— start of DATASET —

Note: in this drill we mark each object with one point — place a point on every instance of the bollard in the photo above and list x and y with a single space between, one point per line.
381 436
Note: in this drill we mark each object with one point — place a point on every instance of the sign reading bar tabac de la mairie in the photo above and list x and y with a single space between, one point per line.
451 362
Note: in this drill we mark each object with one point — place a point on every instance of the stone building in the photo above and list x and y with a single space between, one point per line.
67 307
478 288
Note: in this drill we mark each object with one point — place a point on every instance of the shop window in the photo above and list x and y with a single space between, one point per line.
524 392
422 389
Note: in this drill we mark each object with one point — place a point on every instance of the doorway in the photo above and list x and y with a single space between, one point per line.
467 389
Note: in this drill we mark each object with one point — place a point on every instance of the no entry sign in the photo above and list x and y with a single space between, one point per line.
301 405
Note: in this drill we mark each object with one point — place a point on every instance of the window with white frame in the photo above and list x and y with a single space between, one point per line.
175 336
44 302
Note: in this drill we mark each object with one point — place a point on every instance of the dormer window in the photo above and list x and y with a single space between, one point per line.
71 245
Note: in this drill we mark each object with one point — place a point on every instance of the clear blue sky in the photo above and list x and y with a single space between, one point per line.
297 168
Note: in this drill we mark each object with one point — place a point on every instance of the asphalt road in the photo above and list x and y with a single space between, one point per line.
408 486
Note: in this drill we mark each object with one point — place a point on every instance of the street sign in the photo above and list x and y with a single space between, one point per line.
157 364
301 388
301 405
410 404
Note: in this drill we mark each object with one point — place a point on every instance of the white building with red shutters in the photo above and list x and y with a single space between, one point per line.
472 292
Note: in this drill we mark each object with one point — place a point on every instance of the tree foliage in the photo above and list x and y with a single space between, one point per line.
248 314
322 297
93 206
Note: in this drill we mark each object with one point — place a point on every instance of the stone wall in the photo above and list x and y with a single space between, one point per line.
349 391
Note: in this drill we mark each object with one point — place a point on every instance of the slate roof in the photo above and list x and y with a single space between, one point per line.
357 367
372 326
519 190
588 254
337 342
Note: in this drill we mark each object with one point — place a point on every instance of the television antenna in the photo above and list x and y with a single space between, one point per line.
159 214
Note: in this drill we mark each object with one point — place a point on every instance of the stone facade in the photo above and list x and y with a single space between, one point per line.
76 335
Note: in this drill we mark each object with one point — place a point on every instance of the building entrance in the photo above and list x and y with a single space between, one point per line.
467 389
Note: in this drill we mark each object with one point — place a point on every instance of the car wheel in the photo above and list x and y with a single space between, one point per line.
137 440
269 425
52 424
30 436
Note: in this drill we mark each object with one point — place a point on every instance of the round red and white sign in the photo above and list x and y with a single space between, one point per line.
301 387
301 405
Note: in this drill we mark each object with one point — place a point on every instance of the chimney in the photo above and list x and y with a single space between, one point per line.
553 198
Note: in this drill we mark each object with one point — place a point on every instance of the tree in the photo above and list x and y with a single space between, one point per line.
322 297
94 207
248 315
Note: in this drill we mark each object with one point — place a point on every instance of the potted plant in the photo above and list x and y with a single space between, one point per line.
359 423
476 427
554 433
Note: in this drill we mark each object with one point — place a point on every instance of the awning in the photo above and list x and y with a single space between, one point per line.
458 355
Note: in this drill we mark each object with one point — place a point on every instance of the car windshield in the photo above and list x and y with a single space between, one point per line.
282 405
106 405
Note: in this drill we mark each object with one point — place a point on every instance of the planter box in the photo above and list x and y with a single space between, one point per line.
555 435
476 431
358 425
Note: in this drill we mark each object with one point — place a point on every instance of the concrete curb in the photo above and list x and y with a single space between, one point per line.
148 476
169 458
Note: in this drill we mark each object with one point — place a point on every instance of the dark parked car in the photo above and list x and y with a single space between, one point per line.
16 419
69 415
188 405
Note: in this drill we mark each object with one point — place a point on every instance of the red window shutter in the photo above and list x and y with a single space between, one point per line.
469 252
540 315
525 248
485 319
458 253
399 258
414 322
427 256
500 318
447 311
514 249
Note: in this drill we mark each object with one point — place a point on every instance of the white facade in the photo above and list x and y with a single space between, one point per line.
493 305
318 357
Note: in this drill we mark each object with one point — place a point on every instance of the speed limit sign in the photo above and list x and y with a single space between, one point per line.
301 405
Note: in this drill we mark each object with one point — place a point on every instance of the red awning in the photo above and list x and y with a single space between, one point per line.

— end of DATASET —

TO BE DONE. Can you scale the part that opens with the line containing "the white facade" and runs through the last of the lines? Reproduce those lines with the requests unchanged, multiplying every coordinate in the answers by 2.3 and rounding to a whole number, with halves rounded up.

TASK ANSWER.
Note: in this drill we mark each object with one point — place a point on every instance of the white facade in the photo above and list x and y with a single space between, one point per line.
1134 702
731 821
Note: in this drill we mark each object with one point — place a point on every instance of the speed limit sign in the photo above and list x and y with a single space between, one point per line.
692 932
Note: in this drill we mark each object with one point — place a point on every instance of the red awning in the photo above and list x and y with a single space between, one point per line.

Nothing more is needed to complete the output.